### Task prompt
Extract every line of the material below and reproduce it word for word, leaving out the pictures.
----- Material for this exercise
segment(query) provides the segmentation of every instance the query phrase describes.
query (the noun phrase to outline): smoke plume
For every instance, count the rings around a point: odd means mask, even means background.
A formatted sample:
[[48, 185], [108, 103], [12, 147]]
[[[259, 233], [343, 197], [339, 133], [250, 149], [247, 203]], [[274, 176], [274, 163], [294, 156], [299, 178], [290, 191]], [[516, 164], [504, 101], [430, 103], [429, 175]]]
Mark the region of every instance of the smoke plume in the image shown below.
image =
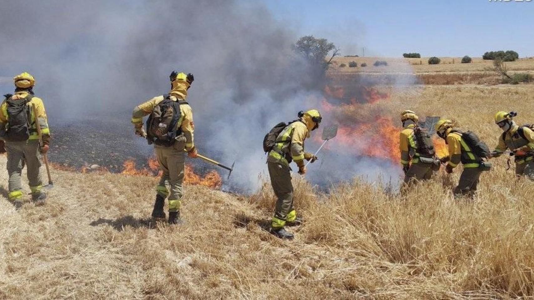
----------
### Response to this exercise
segment(query) provides the segmentation of every instance the query phrase describes.
query (the noun phrase to outline): smoke plume
For every instance, count the rings around a point: odd means mask, even means background.
A formatted sample:
[[48, 185], [108, 103], [12, 147]]
[[[259, 233], [343, 197], [339, 133], [250, 149], [247, 203]], [[274, 176], [274, 163], [294, 156], [299, 178], [290, 191]], [[516, 164], [504, 101], [430, 103], [429, 175]]]
Mark the region of every instance of the smoke plume in the image shown below.
image =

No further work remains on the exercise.